■ Selected excerpt:
↓↓↓
CARDIFF Council is set to give the go ahead to a process that will radically change the way that it does youth work in the city.
The council is proposing a locality-based approach to youth work which will be targeted at areas where the demand is greatest.
As part of the proposed model, locality teams would be set up, offering targeted group work for young people who need it the most, universal open access to youth clubs, and street-based youth workers.
Cabinet members will meet on Thursday, November 23, to make a decision on whether or not to approve the operating model.
Cardiff Council’s cabinet member for tackling poverty and supporting young people, Cllr Peter Bradbury, said: “Throughout the pandemic and, more recently, during significantly challenging episodes for young people, such as the disturbances in Ely in May, the Youth Service has proven its value.
“It is playing a pivotal part in ensuring that the younger generation is well-equipped, supported and empowered to navigate the challenges of today’s world.
“This review, and the recommendations it contains, ensures that this work will continue and, importantly, will be targeted to reach those areas and the young people that need it most – we’re putting our resources where the greatest need is.
“One of the big wins will see youth provision available all year round and not just in school term, as is now.”
The proposed new operating model, which will be implemented by April, 2024, if approved, comes after an independent review of Cardiff Council’s youth service, which identified significant gaps in provision in certain areas of the city.
↑↑↑
■ Dataset extract:
↓↓↓
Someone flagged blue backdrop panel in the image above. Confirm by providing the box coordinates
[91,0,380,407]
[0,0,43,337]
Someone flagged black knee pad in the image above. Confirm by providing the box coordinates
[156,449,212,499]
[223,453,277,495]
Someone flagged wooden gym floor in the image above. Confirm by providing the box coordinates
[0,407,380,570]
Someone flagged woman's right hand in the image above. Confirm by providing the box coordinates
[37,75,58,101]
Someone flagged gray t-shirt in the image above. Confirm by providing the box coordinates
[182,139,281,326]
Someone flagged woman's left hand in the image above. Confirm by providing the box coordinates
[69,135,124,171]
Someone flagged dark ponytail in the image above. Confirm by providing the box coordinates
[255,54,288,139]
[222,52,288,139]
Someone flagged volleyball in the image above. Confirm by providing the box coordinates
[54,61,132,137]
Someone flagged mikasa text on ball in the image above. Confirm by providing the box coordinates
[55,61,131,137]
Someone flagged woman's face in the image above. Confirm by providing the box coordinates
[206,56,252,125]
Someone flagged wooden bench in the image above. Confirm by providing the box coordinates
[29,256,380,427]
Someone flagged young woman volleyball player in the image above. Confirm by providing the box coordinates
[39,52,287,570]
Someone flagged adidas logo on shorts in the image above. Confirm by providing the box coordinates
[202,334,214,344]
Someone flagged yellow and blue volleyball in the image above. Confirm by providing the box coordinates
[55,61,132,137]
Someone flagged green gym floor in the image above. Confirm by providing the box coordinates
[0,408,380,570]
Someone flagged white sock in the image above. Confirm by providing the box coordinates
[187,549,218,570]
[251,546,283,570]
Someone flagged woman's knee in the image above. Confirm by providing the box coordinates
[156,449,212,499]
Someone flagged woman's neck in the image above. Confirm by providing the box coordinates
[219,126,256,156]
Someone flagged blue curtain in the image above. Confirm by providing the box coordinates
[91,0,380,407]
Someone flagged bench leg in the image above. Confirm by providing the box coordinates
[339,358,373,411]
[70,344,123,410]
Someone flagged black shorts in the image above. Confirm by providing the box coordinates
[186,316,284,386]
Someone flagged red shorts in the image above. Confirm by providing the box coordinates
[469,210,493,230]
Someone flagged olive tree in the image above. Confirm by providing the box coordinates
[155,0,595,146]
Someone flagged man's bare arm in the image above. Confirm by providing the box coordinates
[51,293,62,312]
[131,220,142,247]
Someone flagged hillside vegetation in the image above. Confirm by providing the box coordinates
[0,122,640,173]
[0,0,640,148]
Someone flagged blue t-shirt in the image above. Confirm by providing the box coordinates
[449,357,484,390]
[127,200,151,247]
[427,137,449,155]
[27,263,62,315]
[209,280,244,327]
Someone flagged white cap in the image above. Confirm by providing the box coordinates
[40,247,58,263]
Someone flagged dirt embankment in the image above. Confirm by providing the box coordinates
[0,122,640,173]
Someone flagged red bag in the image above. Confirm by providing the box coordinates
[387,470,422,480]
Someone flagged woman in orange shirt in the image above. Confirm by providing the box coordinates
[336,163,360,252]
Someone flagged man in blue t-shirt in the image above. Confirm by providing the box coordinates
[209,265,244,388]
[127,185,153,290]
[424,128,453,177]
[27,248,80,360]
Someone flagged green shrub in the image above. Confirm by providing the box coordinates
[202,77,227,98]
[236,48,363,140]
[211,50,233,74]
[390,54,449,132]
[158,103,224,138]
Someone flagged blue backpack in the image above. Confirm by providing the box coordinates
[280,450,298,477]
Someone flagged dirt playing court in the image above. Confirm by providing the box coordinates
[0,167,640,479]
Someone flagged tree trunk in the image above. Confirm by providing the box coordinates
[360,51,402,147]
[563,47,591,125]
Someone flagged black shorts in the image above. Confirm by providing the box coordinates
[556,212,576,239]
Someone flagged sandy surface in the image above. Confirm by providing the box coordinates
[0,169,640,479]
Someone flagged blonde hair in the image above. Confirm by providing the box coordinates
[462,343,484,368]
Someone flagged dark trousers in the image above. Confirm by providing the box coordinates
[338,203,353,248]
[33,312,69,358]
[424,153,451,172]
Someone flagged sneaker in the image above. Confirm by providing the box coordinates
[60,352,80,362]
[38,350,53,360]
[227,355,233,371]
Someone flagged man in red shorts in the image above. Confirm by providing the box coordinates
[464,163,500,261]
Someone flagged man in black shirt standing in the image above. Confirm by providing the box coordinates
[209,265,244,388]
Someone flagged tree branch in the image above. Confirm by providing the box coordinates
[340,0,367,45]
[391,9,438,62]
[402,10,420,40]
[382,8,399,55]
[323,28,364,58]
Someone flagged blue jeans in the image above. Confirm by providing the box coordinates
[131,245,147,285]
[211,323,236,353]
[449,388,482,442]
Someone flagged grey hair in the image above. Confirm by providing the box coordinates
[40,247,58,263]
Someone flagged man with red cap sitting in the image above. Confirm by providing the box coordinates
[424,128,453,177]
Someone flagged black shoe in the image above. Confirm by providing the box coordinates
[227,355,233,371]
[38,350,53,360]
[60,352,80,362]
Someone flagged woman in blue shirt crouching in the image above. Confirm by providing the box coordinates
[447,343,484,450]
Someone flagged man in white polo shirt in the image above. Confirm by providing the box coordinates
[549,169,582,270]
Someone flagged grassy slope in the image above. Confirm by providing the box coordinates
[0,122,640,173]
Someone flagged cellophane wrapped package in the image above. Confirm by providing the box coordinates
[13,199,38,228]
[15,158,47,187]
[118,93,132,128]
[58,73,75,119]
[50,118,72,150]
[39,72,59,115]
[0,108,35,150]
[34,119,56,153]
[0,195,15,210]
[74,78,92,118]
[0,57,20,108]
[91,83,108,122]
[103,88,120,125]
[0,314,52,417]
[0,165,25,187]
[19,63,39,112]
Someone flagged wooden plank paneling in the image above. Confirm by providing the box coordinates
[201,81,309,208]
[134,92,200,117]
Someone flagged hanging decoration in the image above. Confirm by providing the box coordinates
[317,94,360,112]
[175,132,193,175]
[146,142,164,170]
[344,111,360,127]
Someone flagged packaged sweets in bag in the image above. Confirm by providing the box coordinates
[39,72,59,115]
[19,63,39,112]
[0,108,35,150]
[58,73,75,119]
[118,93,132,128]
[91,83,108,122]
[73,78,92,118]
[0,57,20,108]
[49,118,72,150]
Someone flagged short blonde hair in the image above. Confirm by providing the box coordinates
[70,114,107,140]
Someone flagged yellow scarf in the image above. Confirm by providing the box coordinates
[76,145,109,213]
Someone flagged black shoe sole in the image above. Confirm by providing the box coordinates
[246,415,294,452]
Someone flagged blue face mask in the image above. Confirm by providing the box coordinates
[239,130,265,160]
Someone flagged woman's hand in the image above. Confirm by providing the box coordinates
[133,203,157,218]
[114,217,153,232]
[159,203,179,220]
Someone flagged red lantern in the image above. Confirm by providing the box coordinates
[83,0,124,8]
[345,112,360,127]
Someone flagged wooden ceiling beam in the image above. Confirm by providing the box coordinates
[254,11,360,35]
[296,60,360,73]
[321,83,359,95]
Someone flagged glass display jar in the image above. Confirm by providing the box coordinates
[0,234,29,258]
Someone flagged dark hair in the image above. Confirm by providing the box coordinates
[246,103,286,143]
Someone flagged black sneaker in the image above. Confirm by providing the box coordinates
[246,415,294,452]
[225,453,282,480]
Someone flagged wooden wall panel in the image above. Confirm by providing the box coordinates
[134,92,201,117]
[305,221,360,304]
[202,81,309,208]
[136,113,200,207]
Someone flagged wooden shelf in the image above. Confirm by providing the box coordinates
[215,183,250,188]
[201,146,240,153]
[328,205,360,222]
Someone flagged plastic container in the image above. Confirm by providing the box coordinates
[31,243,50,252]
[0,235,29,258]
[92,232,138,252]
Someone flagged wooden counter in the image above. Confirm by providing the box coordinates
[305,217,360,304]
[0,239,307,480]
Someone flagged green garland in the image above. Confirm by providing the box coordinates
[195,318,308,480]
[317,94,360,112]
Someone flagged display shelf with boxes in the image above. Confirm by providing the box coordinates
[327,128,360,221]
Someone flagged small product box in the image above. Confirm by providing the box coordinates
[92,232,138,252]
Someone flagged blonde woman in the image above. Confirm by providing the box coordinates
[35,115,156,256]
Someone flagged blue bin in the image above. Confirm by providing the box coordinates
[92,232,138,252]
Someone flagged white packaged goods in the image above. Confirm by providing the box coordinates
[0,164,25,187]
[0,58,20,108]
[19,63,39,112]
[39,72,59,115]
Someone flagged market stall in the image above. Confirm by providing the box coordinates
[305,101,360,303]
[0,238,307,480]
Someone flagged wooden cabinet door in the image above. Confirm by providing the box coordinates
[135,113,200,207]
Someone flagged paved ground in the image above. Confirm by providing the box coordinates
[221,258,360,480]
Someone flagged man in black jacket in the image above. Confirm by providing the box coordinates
↑↑↑
■ Problems to solve:
**A)** In the article on Cardiff Council's youth work plans, by when would the new operating model be implemented if it is approved?
**B)** Continue the article on Cardiff Council's proposed youth work changes from its last sentence.

■ Responses for each task:
**A)** By April 2024.

**B)**
The independent youth review, published in June, 2022, found that it was unfeasible for the council’s youth service to deliver universal and targeted provision for all young people using current resources.
Cllr Bradbury added: “We will adopt an all-council approach. This will see other services which supply opportunities for young people linking up with youth services to deliver as broad a service as possible, one which is better integrated with a more expansive offer.”
The proposed changes come at a time when there is increased demand on the city’s youth services and as it continues to face new challenges.
Secondary school attendance in Cardiff has dropped from 93.18% when schools closed due to the Covid-19 pandemic in March, 2020, to 88.2% in 2022/23.
The number of days lost through secondary school exclusions more than doubled from 1,173.5 in 2019/20 to 3421.5 in 2022/23.
It also comes at a time when the council is under significant financial pressure.
Questions were raised by some members of the council’s children and young people scrutiny committee about how the new operating model will be funded.
At a meeting of the committee yesterday, one member, Cllr Lee Bridgeman, pointed to the amount that the council’s youth service received for its core budget this year, about £1.9m, and how this compares to the higher levels of funding that some schools receive on their own.
Cllr Bradbury said: “Schools is one area, particularly in capital spend, where funding has increased and where we are working with progressive head teachers in particular to find particular safe spaces for youth work to go in.
“On core budgets, when we have had the opportunity in the last few years to increase core budgets in this area, we have.
“If you asked me to guarantee that we can do that this year, I cannot… because it is November and the budget is debated in February.”